Work instruction: Give again, word for word, the lines below that run from the line with "125L72 129L74 126L64" through the line with "box: [72, 214, 78, 229]". Drop the pictures.

##### Dataset content

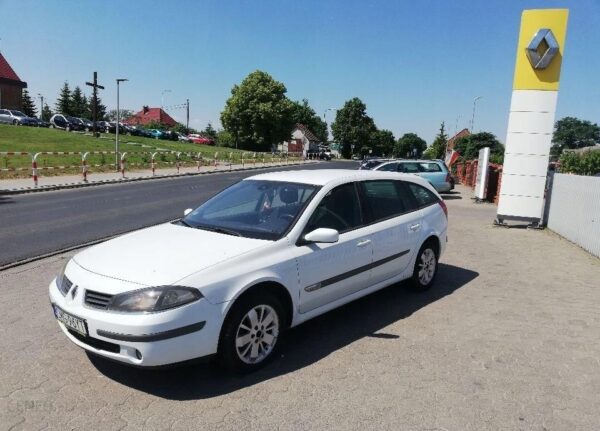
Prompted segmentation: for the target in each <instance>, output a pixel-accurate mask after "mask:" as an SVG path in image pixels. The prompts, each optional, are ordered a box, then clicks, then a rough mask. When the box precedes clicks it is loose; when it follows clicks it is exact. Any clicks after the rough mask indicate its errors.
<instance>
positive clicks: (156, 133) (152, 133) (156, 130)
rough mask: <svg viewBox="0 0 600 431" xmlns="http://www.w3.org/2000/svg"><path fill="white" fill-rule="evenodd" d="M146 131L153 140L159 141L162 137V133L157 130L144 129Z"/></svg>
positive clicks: (161, 132) (151, 129)
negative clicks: (153, 138) (159, 139)
mask: <svg viewBox="0 0 600 431" xmlns="http://www.w3.org/2000/svg"><path fill="white" fill-rule="evenodd" d="M146 130H147V131H148V133H149V134H150V137H151V138H154V139H160V138H161V137H162V135H163V133H162V131H161V130H158V129H146Z"/></svg>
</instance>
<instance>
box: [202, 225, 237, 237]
mask: <svg viewBox="0 0 600 431" xmlns="http://www.w3.org/2000/svg"><path fill="white" fill-rule="evenodd" d="M209 230H211V231H213V232H217V233H224V234H225V235H233V236H242V234H241V233H239V232H236V231H234V230H231V229H225V228H222V227H214V228H210V229H209Z"/></svg>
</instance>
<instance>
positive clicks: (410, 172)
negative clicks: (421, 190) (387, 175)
mask: <svg viewBox="0 0 600 431" xmlns="http://www.w3.org/2000/svg"><path fill="white" fill-rule="evenodd" d="M399 171H400V172H406V173H409V174H418V173H419V172H421V170H420V169H419V164H418V163H402V164H400V169H399Z"/></svg>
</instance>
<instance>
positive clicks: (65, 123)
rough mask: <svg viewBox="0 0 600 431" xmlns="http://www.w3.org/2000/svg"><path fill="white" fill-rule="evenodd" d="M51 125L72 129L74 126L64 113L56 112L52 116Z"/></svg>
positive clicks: (66, 129) (59, 127) (54, 127)
mask: <svg viewBox="0 0 600 431" xmlns="http://www.w3.org/2000/svg"><path fill="white" fill-rule="evenodd" d="M50 127H51V128H56V129H63V130H66V131H70V130H71V129H72V127H73V126H72V125H71V122H70V121H69V120H68V119H67V117H66V116H64V115H63V114H54V115H53V116H52V117H50Z"/></svg>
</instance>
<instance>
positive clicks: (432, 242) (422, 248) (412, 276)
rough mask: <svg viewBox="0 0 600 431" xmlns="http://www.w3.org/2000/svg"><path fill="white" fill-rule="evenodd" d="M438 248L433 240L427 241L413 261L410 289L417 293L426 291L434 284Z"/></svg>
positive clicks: (437, 266) (437, 261)
mask: <svg viewBox="0 0 600 431" xmlns="http://www.w3.org/2000/svg"><path fill="white" fill-rule="evenodd" d="M438 256H439V252H438V248H437V244H436V243H435V241H434V240H432V239H429V240H427V241H425V243H424V244H423V245H422V246H421V248H420V249H419V253H418V254H417V258H416V260H415V267H414V269H413V275H412V277H411V279H410V287H411V289H412V290H415V291H417V292H423V291H425V290H428V289H429V288H430V287H431V286H432V285H433V283H434V281H435V277H436V275H437V272H438Z"/></svg>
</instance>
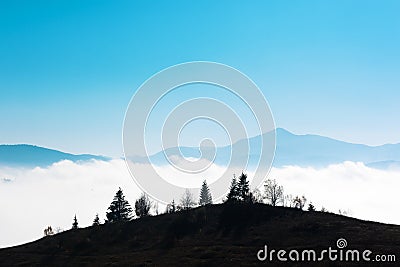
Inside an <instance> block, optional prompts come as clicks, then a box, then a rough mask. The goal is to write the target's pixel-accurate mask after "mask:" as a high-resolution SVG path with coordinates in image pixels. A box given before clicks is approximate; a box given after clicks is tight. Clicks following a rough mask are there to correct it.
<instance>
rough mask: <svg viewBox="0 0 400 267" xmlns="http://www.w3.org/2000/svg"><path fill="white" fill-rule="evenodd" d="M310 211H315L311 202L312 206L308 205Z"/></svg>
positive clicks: (314, 209) (310, 202)
mask: <svg viewBox="0 0 400 267" xmlns="http://www.w3.org/2000/svg"><path fill="white" fill-rule="evenodd" d="M307 210H308V211H315V206H314V205H313V204H312V203H311V202H310V204H308V209H307Z"/></svg>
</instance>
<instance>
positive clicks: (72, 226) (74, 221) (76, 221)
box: [72, 214, 78, 229]
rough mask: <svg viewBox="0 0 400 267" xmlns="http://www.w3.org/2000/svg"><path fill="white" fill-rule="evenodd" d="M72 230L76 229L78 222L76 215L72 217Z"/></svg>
mask: <svg viewBox="0 0 400 267" xmlns="http://www.w3.org/2000/svg"><path fill="white" fill-rule="evenodd" d="M72 229H78V220H77V219H76V214H75V217H74V222H73V223H72Z"/></svg>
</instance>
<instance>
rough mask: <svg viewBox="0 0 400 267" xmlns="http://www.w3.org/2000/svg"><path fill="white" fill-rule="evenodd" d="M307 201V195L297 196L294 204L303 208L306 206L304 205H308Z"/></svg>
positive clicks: (296, 206)
mask: <svg viewBox="0 0 400 267" xmlns="http://www.w3.org/2000/svg"><path fill="white" fill-rule="evenodd" d="M306 202H307V199H306V197H305V196H302V197H299V196H296V197H295V198H294V199H293V206H294V208H297V209H301V210H302V209H303V208H304V206H305V205H306Z"/></svg>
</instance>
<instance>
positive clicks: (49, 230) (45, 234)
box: [44, 226, 54, 236]
mask: <svg viewBox="0 0 400 267" xmlns="http://www.w3.org/2000/svg"><path fill="white" fill-rule="evenodd" d="M51 235H54V232H53V228H51V226H49V227H47V228H46V229H44V236H51Z"/></svg>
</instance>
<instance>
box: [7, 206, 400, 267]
mask: <svg viewBox="0 0 400 267" xmlns="http://www.w3.org/2000/svg"><path fill="white" fill-rule="evenodd" d="M27 223H29V222H27ZM339 238H345V239H346V240H347V243H348V246H347V249H360V251H363V250H365V249H369V250H371V251H372V252H373V254H372V255H375V254H395V256H396V258H397V260H398V261H400V253H399V252H400V226H397V225H387V224H380V223H375V222H367V221H361V220H356V219H352V218H348V217H344V216H340V215H335V214H329V213H321V212H306V211H300V210H296V209H291V208H283V207H271V206H267V205H263V204H254V205H249V204H236V205H227V204H224V205H213V206H207V207H200V208H196V209H193V210H189V211H182V212H178V213H174V214H163V215H159V216H154V217H147V218H143V219H137V220H134V221H131V222H127V223H121V224H108V225H100V226H97V227H89V228H84V229H78V230H75V231H72V230H70V231H67V232H63V233H61V234H57V235H55V236H51V237H45V238H42V239H40V240H38V241H35V242H32V243H28V244H25V245H21V246H17V247H13V248H7V249H2V250H0V265H1V266H16V265H20V266H32V265H37V266H39V265H40V266H48V265H51V266H65V265H67V266H78V265H79V266H268V265H269V266H276V265H279V262H278V261H277V259H276V257H275V260H274V262H272V263H271V262H268V261H266V262H260V261H258V259H257V256H256V254H257V252H258V251H259V250H260V249H262V248H263V247H264V245H268V247H269V249H276V250H278V249H286V250H287V251H289V250H291V249H298V250H299V251H301V250H303V249H315V250H316V251H317V252H318V251H320V250H323V249H328V247H329V246H331V247H332V248H335V249H336V248H337V247H336V241H337V239H339ZM371 257H372V256H371ZM304 265H305V266H314V265H318V264H316V263H304V262H299V263H296V262H286V263H282V266H304ZM320 265H321V266H322V265H323V266H326V265H330V266H339V265H340V266H347V265H351V264H350V263H349V262H347V263H346V264H344V263H340V262H336V263H331V262H328V261H324V262H322V263H320ZM356 265H357V264H353V266H356ZM395 265H396V264H395V263H394V264H393V263H392V264H390V263H385V264H384V265H383V266H395ZM360 266H376V263H375V264H374V263H372V262H370V264H365V263H364V262H363V263H361V265H360Z"/></svg>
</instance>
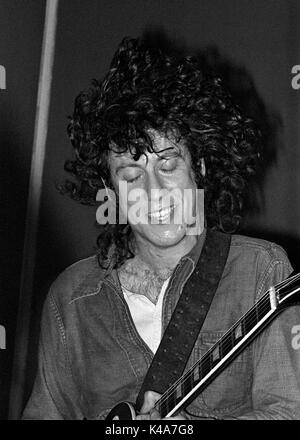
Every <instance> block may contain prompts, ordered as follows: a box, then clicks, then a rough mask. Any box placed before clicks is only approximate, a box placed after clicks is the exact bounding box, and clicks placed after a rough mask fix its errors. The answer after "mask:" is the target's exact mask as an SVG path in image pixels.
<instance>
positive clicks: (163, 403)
mask: <svg viewBox="0 0 300 440" xmlns="http://www.w3.org/2000/svg"><path fill="white" fill-rule="evenodd" d="M261 300H265V301H266V304H264V305H263V307H264V310H267V308H268V307H266V306H269V305H270V302H269V296H268V295H266V296H264V297H263V298H261ZM262 303H263V301H261V304H262ZM257 304H258V303H257ZM252 311H254V309H250V310H249V313H250V312H252ZM253 322H255V319H252V323H253ZM236 325H237V323H236ZM236 325H234V326H233V327H232V330H233V329H234V328H235V326H236ZM229 333H230V331H228V332H226V333H225V334H224V335H223V336H222V338H221V339H225V337H226V336H229ZM221 339H220V340H221ZM220 340H219V341H220ZM217 345H218V342H216V344H214V345H213V347H211V348H210V349H209V350H207V351H206V352H205V354H204V355H203V357H202V358H201V359H200V360H199V361H197V362H196V363H195V364H194V365H193V366H192V367H191V368H190V369H189V370H188V371H186V372H185V373H184V374H183V376H181V378H179V379H178V380H177V381H176V382H175V383H174V384H173V385H172V386H171V387H170V388H169V389H168V390H167V391H166V392H165V393H164V394H163V395H162V396H161V398H160V399H159V400H158V401H157V402H156V404H155V407H157V406H159V411H163V410H164V409H166V408H167V406H168V401H169V398H170V396H171V395H172V394H174V392H175V390H176V389H177V387H178V385H179V384H181V386H182V385H184V384H185V383H186V382H187V381H188V380H189V379H190V377H191V375H192V373H193V372H194V370H195V368H196V367H197V366H200V364H201V370H204V367H207V366H208V367H211V366H212V365H211V364H212V363H211V358H210V356H211V353H212V352H213V351H214V349H215V348H216V346H217ZM229 346H231V343H227V344H224V347H223V350H224V349H225V348H227V347H229ZM232 348H234V345H233V346H232ZM207 374H208V373H207ZM204 377H205V375H204V376H203V377H201V378H200V380H202V379H203V378H204ZM164 404H165V406H164Z"/></svg>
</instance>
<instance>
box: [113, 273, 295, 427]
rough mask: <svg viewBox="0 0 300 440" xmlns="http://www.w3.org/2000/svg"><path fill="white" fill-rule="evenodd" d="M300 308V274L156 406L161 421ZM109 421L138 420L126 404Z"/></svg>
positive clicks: (263, 306) (247, 311) (172, 385)
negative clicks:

##########

Answer to this exercise:
rough mask: <svg viewBox="0 0 600 431" xmlns="http://www.w3.org/2000/svg"><path fill="white" fill-rule="evenodd" d="M51 125L72 129L74 126L64 113L56 112L52 116Z"/></svg>
positive clicks: (66, 129) (59, 127) (54, 127)
mask: <svg viewBox="0 0 600 431" xmlns="http://www.w3.org/2000/svg"><path fill="white" fill-rule="evenodd" d="M50 127H51V128H56V129H63V130H66V131H70V130H71V129H72V127H73V126H72V125H71V122H70V121H69V120H68V119H67V117H66V116H64V115H63V114H54V115H53V116H52V117H50Z"/></svg>
</instance>
<instance>
positive clicks: (432, 242) (422, 248) (412, 276)
rough mask: <svg viewBox="0 0 600 431" xmlns="http://www.w3.org/2000/svg"><path fill="white" fill-rule="evenodd" d="M438 248L433 240L427 241L413 261L410 289L417 293L426 291L434 284Z"/></svg>
positive clicks: (437, 266) (437, 261)
mask: <svg viewBox="0 0 600 431" xmlns="http://www.w3.org/2000/svg"><path fill="white" fill-rule="evenodd" d="M438 256H439V252H438V248H437V244H436V243H435V241H434V240H432V239H429V240H427V241H425V243H424V244H423V245H422V246H421V248H420V249H419V253H418V254H417V258H416V260H415V267H414V269H413V275H412V277H411V279H410V287H411V289H412V290H415V291H417V292H423V291H425V290H428V289H429V288H430V287H431V286H432V285H433V283H434V281H435V277H436V275H437V272H438Z"/></svg>
</instance>
Inside an <instance> block, optional prompts come as clicks, then a box, then a rough mask. The goal is to write the target's pixel-accurate mask after "mask:" as a high-resolution SVG path with coordinates in image pixels. A box given before clicks is approximate; a box given after clicks is tight. Clicks following a rough mask are there to correct it.
<instance>
rough mask: <svg viewBox="0 0 400 267" xmlns="http://www.w3.org/2000/svg"><path fill="white" fill-rule="evenodd" d="M310 211H315L311 202L312 206L308 205Z"/></svg>
positive clicks: (314, 209) (310, 202)
mask: <svg viewBox="0 0 400 267" xmlns="http://www.w3.org/2000/svg"><path fill="white" fill-rule="evenodd" d="M307 210H308V211H315V206H314V205H313V204H312V203H311V202H310V204H308V209H307Z"/></svg>
</instance>
<instance>
positive clicks: (72, 226) (74, 221) (76, 221)
box: [72, 214, 78, 229]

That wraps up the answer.